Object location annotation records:
━━━━

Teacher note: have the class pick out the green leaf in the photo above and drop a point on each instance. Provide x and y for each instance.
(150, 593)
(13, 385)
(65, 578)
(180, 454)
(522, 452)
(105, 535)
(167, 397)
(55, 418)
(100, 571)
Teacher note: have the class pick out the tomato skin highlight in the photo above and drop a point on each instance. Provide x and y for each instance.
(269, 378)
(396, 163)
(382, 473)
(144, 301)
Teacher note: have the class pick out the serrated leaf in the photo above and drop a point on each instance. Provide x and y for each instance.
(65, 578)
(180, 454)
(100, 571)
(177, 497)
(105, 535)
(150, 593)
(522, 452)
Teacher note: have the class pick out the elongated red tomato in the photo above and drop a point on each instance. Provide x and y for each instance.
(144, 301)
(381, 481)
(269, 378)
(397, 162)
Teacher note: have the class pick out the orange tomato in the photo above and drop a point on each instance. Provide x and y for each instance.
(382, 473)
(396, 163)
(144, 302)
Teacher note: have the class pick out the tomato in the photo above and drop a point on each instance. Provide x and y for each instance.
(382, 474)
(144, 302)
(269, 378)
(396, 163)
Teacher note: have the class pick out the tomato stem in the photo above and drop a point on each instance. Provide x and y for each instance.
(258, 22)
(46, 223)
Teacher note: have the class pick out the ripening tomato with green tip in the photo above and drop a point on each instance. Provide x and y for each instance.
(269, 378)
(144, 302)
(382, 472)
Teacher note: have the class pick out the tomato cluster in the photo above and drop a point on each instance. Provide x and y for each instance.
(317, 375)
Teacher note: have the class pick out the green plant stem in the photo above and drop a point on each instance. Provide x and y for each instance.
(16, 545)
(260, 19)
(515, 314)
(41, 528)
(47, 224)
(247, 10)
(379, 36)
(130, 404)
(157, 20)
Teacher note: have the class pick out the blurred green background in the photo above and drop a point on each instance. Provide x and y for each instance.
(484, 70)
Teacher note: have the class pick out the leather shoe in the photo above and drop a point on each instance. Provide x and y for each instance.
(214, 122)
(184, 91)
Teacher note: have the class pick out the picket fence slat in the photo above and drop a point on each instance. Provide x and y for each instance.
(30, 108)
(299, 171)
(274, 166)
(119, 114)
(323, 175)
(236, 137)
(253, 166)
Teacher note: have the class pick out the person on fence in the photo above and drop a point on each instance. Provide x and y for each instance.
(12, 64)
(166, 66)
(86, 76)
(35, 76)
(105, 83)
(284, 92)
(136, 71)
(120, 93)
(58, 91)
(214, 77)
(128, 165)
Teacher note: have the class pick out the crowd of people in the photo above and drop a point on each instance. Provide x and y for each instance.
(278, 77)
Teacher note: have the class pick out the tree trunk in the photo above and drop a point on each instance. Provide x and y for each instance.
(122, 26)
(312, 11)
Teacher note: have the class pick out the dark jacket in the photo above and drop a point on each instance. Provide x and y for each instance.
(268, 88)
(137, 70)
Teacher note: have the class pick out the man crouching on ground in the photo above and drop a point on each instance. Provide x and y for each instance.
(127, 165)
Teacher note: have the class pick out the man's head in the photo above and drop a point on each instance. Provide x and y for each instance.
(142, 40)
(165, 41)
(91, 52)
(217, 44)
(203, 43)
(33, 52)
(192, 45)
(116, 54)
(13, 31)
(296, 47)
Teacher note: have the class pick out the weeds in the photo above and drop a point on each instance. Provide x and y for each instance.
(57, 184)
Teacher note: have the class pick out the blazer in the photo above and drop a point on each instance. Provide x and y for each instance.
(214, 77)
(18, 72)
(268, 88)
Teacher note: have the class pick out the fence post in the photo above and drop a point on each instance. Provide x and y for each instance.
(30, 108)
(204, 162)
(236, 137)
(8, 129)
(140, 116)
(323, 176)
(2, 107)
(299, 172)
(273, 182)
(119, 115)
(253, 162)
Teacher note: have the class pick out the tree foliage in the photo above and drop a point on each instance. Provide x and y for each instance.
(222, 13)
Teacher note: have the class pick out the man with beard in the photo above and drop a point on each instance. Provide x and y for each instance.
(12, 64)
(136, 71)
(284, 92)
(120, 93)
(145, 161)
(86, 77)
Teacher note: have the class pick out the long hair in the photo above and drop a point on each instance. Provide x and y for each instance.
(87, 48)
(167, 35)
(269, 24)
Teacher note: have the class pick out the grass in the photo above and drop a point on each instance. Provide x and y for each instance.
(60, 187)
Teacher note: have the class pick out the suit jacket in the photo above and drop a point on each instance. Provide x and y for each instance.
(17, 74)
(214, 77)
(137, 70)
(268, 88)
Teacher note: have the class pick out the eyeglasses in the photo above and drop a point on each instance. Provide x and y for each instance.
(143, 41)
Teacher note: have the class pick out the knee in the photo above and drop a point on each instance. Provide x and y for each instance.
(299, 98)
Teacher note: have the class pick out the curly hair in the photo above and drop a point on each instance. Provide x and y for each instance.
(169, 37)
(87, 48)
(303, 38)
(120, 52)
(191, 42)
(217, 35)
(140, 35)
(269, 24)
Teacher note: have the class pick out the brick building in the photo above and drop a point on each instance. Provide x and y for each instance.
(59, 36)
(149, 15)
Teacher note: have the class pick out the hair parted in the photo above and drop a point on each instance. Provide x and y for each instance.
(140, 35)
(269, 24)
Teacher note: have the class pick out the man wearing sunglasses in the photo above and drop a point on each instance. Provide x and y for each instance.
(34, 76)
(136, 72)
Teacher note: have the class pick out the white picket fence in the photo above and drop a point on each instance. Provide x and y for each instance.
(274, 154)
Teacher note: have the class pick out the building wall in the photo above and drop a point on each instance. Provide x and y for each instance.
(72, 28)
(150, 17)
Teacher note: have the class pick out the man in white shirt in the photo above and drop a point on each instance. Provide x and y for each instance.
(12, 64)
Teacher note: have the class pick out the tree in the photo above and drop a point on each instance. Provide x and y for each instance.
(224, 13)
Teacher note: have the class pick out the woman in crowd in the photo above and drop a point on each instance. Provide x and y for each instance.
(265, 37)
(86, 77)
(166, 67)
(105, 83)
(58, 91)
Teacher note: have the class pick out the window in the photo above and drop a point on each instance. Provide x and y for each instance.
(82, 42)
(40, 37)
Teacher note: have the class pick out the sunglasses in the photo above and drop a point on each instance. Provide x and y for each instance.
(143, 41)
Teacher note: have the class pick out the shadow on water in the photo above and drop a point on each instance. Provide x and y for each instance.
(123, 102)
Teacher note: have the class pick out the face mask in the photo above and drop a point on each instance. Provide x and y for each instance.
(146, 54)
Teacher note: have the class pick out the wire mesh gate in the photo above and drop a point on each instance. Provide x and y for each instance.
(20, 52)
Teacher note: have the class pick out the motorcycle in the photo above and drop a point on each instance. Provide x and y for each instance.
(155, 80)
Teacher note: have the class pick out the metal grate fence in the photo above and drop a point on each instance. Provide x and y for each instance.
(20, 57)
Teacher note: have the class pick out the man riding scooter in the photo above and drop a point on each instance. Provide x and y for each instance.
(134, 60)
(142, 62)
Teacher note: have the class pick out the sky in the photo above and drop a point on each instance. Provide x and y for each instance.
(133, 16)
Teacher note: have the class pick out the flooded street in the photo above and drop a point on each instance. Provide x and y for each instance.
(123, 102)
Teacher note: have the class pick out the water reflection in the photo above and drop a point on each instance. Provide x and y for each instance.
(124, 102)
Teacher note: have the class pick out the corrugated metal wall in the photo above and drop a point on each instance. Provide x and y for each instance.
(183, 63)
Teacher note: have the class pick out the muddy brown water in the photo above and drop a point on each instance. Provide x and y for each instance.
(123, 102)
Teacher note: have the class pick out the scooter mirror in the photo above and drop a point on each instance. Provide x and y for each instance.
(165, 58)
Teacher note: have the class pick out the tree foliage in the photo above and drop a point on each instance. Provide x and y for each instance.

━━━━

Copy the records verbatim, starting at the line containing "Teacher note: have the class pick out the metal" and continuing through the final line, with both included.

# Response to this task:
Teacher note: have the class pick out the metal grate fence in the photo above and drop a point on each instance. Provide x and y for each instance.
(20, 57)
Teacher note: have the class pick out the man riding scooter in the photo above and drop a point on each instance. Provide x and y for each instance.
(134, 60)
(142, 62)
Teacher note: have the class pick out the sky in the photo above and drop a point on each instance. Provide x and y for each instance.
(133, 16)
Teacher note: have the class pick out the flooded street in the photo above and drop a point on each instance. Provide x and y for each instance.
(123, 102)
Teacher note: have the class pick out the water reflection in the photo above and drop a point on each instance. Provide x and y for each instance.
(124, 102)
Teacher note: have the class pick out the corrugated metal wall in the photo above and drop a point on each instance. Provide x and y for each instance.
(183, 63)
Teacher note: have the class pick out the muddy brown water in the photo above and drop a point on each instance. Provide x and y for each instance.
(123, 102)
Teacher note: have the class pick out the scooter mirror in the photo above and drop a point on each instance. Provide x and y for each instance.
(165, 58)
Teacher note: have the class pick out the tree foliage in the photo above and drop a point on each instance. Provide x and y for each instance.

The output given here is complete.